- PASSAGE:
begin

# Not Sure, can somebody clarify this for me.



## platinumfx (25 Oct 2004)

OK so I'm going to apply for the ROTP program soon, and part one of my question I guess is dose the when you apply for the ROTP do you apply for the trade at the same time, or are you just applying for ROTP? Well I'm interrested in becoming a pilot, so I would also like to know if they do take ROTP's for that trader, how many do they take? I was told that they have about 120 spots for DEO applicants, but haven't filled them in like 4 years. Is this true? If so   then do I stand a better chance of getting in for pilot. From what I have been told, I meet all of the physical requirements, like eye sight, I'm 6"0, weigh 160 pounds, etc.. Now the only thing that I require is the degree, I'm going to be attending the University of Manitoba to start my engineering degree in Jan. So once I have start the program, I plan on applying for the ROTP. The reason that I don't apply before is that I had crappy crappy marks in high school, cause well I just didn't give a rats @ss back then. So I plan   on showing them my university marks.

So dose anybody know what my odds of getting into the ROTP program are? Also what are my odds, of getting into the Pilot program as a ROTP applicant and not a DEO?

Thanks to all for any information that you guys, and ladies can give me. Thanks in advance.

FX.


----------



## platinumfx (25 Oct 2004)

This is an extra add on. LOL I was also told that the 4 years of university would go towards my time in for pilot should I be accepted. Dose anybody konw anything about this. I don't think it's true, but then again if I knew the answer I wouldn't be asking. LOL

Cheers,

FX


----------



## Zoomie (25 Oct 2004)

ROTP and DEO are two very separate entities.  If the CF says that they need 120 DEO pilots this year, it has zero bearing on how many ROTP pilots they will accept.

ROTP time will not go towards the seven years of Oblig service that is required of all CF pilots.  This service begins the day that you are awarded your Wings.

end

- GIVEN RECORDS:
begin

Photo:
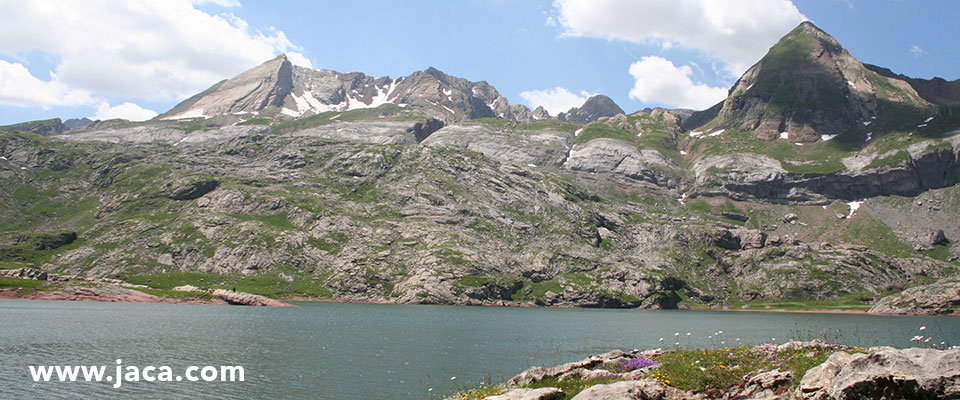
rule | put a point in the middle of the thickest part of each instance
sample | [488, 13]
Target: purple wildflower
[636, 363]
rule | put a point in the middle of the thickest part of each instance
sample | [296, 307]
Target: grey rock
[890, 374]
[193, 190]
[770, 385]
[540, 148]
[547, 393]
[593, 109]
[646, 389]
[620, 158]
[246, 299]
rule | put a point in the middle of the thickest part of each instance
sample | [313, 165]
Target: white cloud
[917, 51]
[735, 32]
[127, 111]
[299, 59]
[154, 50]
[555, 100]
[659, 81]
[20, 88]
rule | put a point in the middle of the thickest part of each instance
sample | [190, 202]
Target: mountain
[808, 86]
[42, 127]
[594, 108]
[279, 87]
[800, 188]
[75, 123]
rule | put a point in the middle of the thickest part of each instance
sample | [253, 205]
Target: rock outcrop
[887, 374]
[594, 108]
[247, 299]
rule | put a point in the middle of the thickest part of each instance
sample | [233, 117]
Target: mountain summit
[278, 86]
[808, 86]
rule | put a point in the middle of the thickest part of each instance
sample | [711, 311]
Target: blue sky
[62, 58]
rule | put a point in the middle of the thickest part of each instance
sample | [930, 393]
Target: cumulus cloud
[657, 80]
[18, 87]
[128, 111]
[737, 33]
[299, 59]
[154, 50]
[555, 100]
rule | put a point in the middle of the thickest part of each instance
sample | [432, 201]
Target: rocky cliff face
[593, 109]
[809, 86]
[278, 86]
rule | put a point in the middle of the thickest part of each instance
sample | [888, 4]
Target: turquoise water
[363, 351]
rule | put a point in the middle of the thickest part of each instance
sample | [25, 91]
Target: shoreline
[135, 296]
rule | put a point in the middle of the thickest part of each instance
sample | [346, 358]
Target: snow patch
[854, 206]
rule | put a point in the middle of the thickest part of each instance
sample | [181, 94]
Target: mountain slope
[279, 88]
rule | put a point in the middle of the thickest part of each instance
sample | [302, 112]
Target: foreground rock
[940, 298]
[645, 389]
[889, 374]
[247, 299]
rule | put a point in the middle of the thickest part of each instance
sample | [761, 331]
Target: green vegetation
[694, 370]
[265, 285]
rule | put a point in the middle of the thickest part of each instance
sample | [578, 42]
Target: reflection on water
[365, 351]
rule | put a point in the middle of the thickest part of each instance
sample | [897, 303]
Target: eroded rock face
[888, 374]
[538, 148]
[617, 157]
[645, 389]
[593, 109]
[246, 299]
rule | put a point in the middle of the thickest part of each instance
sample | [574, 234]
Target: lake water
[362, 351]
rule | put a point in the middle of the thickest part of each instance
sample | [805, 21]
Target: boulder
[646, 389]
[770, 385]
[246, 299]
[547, 393]
[887, 374]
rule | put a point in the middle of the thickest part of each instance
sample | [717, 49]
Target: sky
[105, 59]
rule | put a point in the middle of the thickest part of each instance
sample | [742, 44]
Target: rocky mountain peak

end

- DIRECTIONS: Write the next part of the forum thread above about applying to ROTP to become a pilot, picking up right after its last sentence.

- THE ANSWER:
I suggest you buckle down and study hard while at the U of Man.  RMC (ie ROTP) will want to look at your high school marks regardless of what you do at University - just something to keep in mind.

Attention to detail is very important in my trade - use spell check and recheck your posts before hitting that button.


----------



## platinumfx (25 Oct 2004)

Well thank you for the information. I was lead to believe that I would be able to complete my degree at the U of M, or is this not true. If somebody could clarify this for it would be greatly appreciated. Thanks again. Also any other bit of info or comments, or even thoughts as to what I can do to better my chances of getting into the trade of Pilot would be GREATLY APPRECIATED.

Cheers,
Fx


----------



## Bograt (25 Oct 2004)

You may want to consider getting your Private ticket. Getting a private pilot license (PPL) will accomplish a couple of things-
1. Show you are committed to the dream (PPL isn't cheap)
2. Test to see if you have the "hands" to do it.
3. Prepare you for ACS.

Cheers,


----------



## Inch (25 Oct 2004)

Zoomie said:
			
		

> Attention to detail is very important in my trade - use spell check and recheck your posts before hitting that button.



Uh, _our_ trade Mav.  ;D Well put amigo.

Bograt hit it pretty good, if you don't pass ACS, you won't be a pilot anytime soon. If you start at U of M, you may be offered ROTP for your last 3 years, but this is pretty rare. I had a friend do it, but he was taking Poly Sci, engineering may be different. Also, as Zoomie alluded to, you're going to have to work on the spelling, dose instead of does and shur instead of sure just won't fly when you're writing someone's PER. 

To answer your first question, you pick the trade, then you go for the entry plan.

Cheers


----------



## bossi (25 Oct 2004)

FX said:
			
		

> I was lead to believe ...



Should be "I was led to believe ..."
(but, don't worry - we're just pulling your leg for fun - pilots don't have to spell ... haha!)


----------



## SeaKingTacco (26 Oct 2004)

Hmmm, none of my pilots could read...


----------



## aesop081 (26 Oct 2004)

hahaha...

Whats the diference between an engine and a pilot ?

The engine stops whining when the flight is over !

Sorry Inch, dont hold it against me , i might have to fly with you in the not so distant future !!


----------



## Inch (27 Oct 2004)

Damn it! The GIBs are ganging up! It's ok, I like you guys, someone has to bring the coffee.  

My favourite pilot joke: How do you know when a pilot is half done his conversation? When he says "enough about me, lets talk about my aircraft". 


Cheers


----------



## aesop081 (27 Oct 2004)

Ok , Inch..this one's should be right up your alley:

Whats the difference between a pig and a pilot ?

You dont see a pig walking around the bar drunk at 3am  looking for a pilot !!


What is the non-essential bus for ?

Takes the co-pilot out to the aircraft !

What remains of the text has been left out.